Exercise instructions:
**1)** List every distinct percentage figure that appears in the passage on New York City affordable housing.
**2)** Pick up the passage on New York City affordable housing after its last sentence and keep writing.
━━━━━ Document extract
New York City has built and preserved 165,590 affordable housing units since 2014, and yet it is much more expensive to live here than ever before. How and why is this happening?

It is because 79% of the “affordable housing” that has been built has been packaged with luxury housing—the very thing that drives up the cost of living in the first place. The program, called Mandatory Inclusionary Housing (MIH), is a public-private partnership with developers who agree to build 25% to 30% of a development as affordable housing units in an otherwise market-rate development, in exchange for a density bonus and tax credits via the 421-a tax program. While MIH does create affordable apartments, it’s all about the ratio. In the same way that a juice drink can seem healthy, it depends on the nutrition facts or the percentage of juice vs. sugar. Since affordable apartments make up only 25% to 30% of these developments, it’s like having 25% juice and 75% sugar water blended together—i.e., it’s not a good package. This is compounded by the fact that the rents for affordable apartments vary and can be up to 130% of Area Median Income, which means that to qualify for many of these “affordable” apartments, you’d need to make over $100,000 annually, which for many New Yorkers is not actually affordable.
━━━━━━━━━━
━━━━━ Data records
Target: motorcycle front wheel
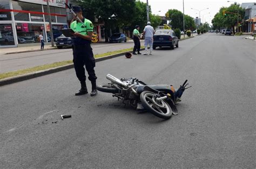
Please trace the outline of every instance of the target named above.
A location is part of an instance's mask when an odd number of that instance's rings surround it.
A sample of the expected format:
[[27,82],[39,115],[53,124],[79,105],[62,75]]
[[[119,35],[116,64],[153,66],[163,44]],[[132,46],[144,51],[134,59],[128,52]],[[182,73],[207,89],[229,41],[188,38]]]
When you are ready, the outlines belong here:
[[170,105],[165,101],[156,101],[156,94],[149,91],[144,91],[140,94],[140,98],[142,105],[154,115],[164,119],[169,119],[172,115]]
[[99,85],[97,85],[96,86],[96,88],[99,91],[105,93],[119,93],[119,89],[117,88],[114,86],[113,86],[112,83],[102,83]]

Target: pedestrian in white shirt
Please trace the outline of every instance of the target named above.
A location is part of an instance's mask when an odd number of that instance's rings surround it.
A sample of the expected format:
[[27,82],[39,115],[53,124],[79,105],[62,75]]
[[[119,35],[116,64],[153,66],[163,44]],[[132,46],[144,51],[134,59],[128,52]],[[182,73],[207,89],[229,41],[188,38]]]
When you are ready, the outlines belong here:
[[150,52],[149,54],[152,54],[152,51],[153,50],[153,36],[154,34],[154,28],[151,26],[151,23],[150,22],[147,22],[147,25],[144,28],[143,34],[145,36],[145,50],[146,52],[144,55],[147,55],[147,45],[150,47]]
[[40,33],[39,36],[39,39],[41,42],[41,50],[43,50],[44,47],[44,37],[43,36],[43,33]]

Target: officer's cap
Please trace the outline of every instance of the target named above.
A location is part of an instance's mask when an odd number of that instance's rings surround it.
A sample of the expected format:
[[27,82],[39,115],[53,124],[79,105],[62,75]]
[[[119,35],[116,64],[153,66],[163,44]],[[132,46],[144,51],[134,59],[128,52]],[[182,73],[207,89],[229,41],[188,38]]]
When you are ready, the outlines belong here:
[[82,8],[78,5],[74,5],[72,6],[72,10],[74,11],[75,13],[78,13],[82,12]]

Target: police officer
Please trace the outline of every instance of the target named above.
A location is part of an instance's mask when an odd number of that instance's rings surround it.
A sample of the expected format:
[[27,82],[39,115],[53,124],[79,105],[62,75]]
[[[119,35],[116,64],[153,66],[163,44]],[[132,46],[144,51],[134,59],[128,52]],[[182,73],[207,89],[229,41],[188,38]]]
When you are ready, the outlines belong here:
[[136,25],[135,26],[135,29],[133,30],[133,41],[134,43],[134,46],[133,47],[133,52],[132,54],[137,54],[135,52],[136,50],[138,51],[138,54],[141,54],[140,53],[139,53],[139,51],[140,50],[140,42],[139,41],[139,25]]
[[76,18],[70,24],[70,28],[74,31],[72,33],[75,37],[72,38],[73,62],[74,63],[76,74],[81,83],[81,89],[75,95],[81,95],[88,93],[85,83],[85,72],[84,65],[89,74],[88,79],[92,84],[91,96],[96,96],[97,94],[96,89],[97,76],[95,74],[95,59],[93,57],[92,49],[91,47],[91,40],[92,36],[93,25],[92,22],[83,16],[82,10],[79,6],[73,6],[73,11],[77,17],[84,23],[83,24]]

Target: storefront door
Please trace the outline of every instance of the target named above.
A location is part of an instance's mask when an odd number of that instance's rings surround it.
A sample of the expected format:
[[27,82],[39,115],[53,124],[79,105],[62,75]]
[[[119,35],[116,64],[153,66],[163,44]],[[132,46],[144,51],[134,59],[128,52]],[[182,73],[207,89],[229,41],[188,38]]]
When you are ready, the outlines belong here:
[[15,46],[15,43],[12,24],[0,23],[0,47]]

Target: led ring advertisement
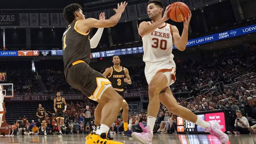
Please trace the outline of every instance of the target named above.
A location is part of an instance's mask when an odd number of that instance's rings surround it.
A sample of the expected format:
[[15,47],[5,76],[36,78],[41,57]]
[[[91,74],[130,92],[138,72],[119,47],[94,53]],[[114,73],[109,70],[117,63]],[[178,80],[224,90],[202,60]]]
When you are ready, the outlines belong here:
[[[222,131],[224,132],[226,131],[226,121],[224,112],[196,114],[198,117],[206,122],[218,123],[220,125]],[[178,133],[205,133],[205,128],[179,117],[177,117],[177,125]]]

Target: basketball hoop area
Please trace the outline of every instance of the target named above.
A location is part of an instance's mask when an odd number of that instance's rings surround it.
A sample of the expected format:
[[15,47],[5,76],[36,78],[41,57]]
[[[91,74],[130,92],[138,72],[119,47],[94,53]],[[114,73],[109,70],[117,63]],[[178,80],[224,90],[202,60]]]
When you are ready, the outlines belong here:
[[11,98],[14,97],[14,92],[13,91],[13,83],[2,83],[4,89],[3,93],[5,97]]

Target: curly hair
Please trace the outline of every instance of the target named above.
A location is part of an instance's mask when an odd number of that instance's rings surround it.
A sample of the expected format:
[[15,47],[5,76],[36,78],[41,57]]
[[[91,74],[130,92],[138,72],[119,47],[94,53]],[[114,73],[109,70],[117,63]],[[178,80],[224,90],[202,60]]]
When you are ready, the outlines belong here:
[[154,3],[155,5],[159,6],[159,7],[164,8],[163,3],[160,0],[150,0],[147,2],[147,5],[148,5],[151,3]]
[[67,6],[64,8],[63,10],[63,17],[65,20],[70,24],[75,19],[75,17],[74,12],[76,11],[78,11],[79,8],[82,9],[81,6],[78,4],[72,4]]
━━━━━━━━━━
Per-task answers:
**1)** 79%, 25%, 30%, 75%, 130%

**2)**
While politicians claim they’re creating thousands of “affordable units” to mitigate our housing shortage, they’re not only driving up the market-rate units across our city, the tax abatements, as part of the 421-a program that works alongside MIH, are essentially subsidizing the developer. The city spends $1.7 billion annually on the 421-a tax credits, so the developer does not pay taxes for the first 25 years of the project, and a percentage of taxes for an additional 10 years. In total, the city ends up paying about $1 million per affordable apartment. All in all, it’s not a good package and it’s not a good deal for our city.

The current 421-a program sunsets in the summer of 2022, and numerous developers have said there would be no rental developments built today without the 421-a. In other words, if these billionaire developers had to pay taxes (like everyone else), they couldn’t afford to construct these buildings at all. Really? Or is it that the city is subsidizing developers so they are bidding up land values, meaning that our affordable housing policies are actually raising the cost of living?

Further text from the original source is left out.